> [WHAT THIS TASK INVOLVES]
Go to the line containing "example = [(229, 275)]" in the records below and print it and every following line exactly, on through the line containing "example = [(592, 28)]", then stop.

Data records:
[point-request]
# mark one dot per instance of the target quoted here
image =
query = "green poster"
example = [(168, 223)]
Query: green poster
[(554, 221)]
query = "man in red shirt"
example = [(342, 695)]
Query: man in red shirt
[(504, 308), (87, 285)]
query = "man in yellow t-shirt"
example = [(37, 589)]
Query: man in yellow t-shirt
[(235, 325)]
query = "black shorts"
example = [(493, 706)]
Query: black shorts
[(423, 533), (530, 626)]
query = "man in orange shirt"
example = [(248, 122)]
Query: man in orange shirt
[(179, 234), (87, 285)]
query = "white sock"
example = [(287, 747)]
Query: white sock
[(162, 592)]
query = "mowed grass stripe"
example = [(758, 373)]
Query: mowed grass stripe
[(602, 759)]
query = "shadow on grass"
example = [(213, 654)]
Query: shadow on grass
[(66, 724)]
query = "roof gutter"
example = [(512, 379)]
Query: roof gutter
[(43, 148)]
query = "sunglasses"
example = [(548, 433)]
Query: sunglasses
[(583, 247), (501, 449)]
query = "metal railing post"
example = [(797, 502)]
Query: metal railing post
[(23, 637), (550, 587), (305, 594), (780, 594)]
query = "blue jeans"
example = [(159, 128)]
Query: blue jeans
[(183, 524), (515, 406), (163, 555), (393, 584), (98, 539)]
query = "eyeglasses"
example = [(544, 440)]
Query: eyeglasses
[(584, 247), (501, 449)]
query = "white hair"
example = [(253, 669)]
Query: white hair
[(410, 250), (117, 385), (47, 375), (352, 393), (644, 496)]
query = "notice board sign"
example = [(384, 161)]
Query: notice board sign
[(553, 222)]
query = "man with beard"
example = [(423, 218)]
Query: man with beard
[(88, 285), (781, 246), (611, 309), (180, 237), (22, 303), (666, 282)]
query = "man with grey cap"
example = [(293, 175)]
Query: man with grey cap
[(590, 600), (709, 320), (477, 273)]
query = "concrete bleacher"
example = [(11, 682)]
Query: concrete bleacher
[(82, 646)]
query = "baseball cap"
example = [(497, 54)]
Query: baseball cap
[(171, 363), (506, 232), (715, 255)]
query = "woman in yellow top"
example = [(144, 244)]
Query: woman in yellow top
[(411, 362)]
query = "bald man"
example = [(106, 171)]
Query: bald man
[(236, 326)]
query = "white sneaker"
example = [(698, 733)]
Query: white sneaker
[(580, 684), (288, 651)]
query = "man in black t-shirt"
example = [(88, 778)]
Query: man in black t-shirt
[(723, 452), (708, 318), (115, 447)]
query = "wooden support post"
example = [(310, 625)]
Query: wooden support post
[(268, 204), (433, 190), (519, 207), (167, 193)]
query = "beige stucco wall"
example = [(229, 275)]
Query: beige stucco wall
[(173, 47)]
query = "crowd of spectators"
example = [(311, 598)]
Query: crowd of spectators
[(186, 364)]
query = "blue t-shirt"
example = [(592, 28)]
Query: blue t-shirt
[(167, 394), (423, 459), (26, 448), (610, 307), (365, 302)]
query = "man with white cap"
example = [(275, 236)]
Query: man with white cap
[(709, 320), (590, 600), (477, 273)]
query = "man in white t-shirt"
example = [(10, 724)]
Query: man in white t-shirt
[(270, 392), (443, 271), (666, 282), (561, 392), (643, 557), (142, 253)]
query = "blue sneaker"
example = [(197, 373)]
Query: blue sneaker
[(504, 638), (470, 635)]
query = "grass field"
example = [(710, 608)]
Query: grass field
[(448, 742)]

> [SOLUTION FOR THIS TASK]
example = [(229, 275)]
Query: beige stucco wall
[(173, 47)]
query = "crowd of spectators"
example = [(311, 598)]
Query: crowd of spectators
[(186, 364)]
query = "blue t-shirt"
example = [(592, 28)]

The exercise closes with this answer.